::: PAGE TEXT :::

High waves crashing over the car deck of a ferry that sank last week with more than 600 people on board likely caused the ship to capsize, a top Indonesian investigator said Thursday.

Similar accidents involving "roll-on, roll-off" ferries have occurred elsewhere around the world, leading experts to call for design changes in the doors and ramps that allow vehicles to drive directly on board.

More than 400 people are dead or missing and around 220 others have been rescued, including the captain of the Senopati Nusantara and 21 other survivors picked up Wednesday, said navy spokesman Lt. Col. Tony Syaiful. The captain is being questioned by authorities at an undisclosed location.

The ferry sank in the Java Sea just before midnight Friday after being pounded by waves up to 12 feet high.

"I suspect waves entered the car deck over the door and became trapped, making the vessel too heavy and unstable," Ruth Simatupang, a government investigator probing the accident, told The Associated Press.

The ferry was not overloaded, she added, citing witness testimony.

"Everyone could sit down, sleep and there was space on the car deck," she said.

::: GIVEN DATA :::

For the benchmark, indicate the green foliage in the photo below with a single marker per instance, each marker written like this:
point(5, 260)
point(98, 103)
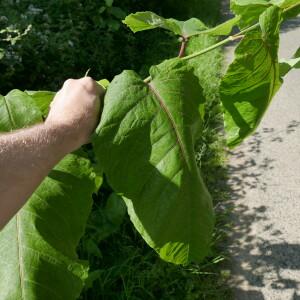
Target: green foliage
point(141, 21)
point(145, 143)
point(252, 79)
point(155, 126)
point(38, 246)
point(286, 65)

:::

EXERCISE 1
In the article on the ferry sinking, duplicate the passage starting at "High waves crashing" and ending at "investigator said Thursday.".
EXERCISE 2
According to the ferry sinking article, how high were the waves that pounded the ship before it sank?
EXERCISE 3
Write the next part of the article on the ferry sinking, picking up after its final sentence.
None of the entries are needed for what comes next.

TASK ANSWER 1
High waves crashing over the car deck of a ferry that sank last week with more than 600 people on board likely caused the ship to capsize, a top Indonesian investigator said Thursday.

TASK ANSWER 2
Up to 12 feet high.

TASK ANSWER 3
Indonesia has been wracked by seasonal storms in recent weeks that have caused deadly landslides, flooding and at least six maritime accidents in different parts of the archipelago.

Survivors recalled the horror of the ferry's last minutes and the struggle to stay alive — and at least two said many of the victims were trapped after towering waves flooded the deck.

People with something to keep them afloat can survive for days in Indonesia's warm tropical waters, and officials said the search would continue until at least Sunday. But a rescue official said he thought it was unlikely many more would turn up alive.

"Looking at the weather I feel it will be difficult to find more survivors," said Mohammad Hernanto, the Surabaya search and rescue chief. "Especially since they have been thrown around in the sea without food and water."

Those rescued in recent days have been found several hundred miles from where the ferry sank.

Relatives of the missing have converged on hospitals and ports along Java's coast, hoping their loved ones will turn up alive.

The Senopati Nusantara was built in Japan in 1992 and had a capacity of 850 passengers.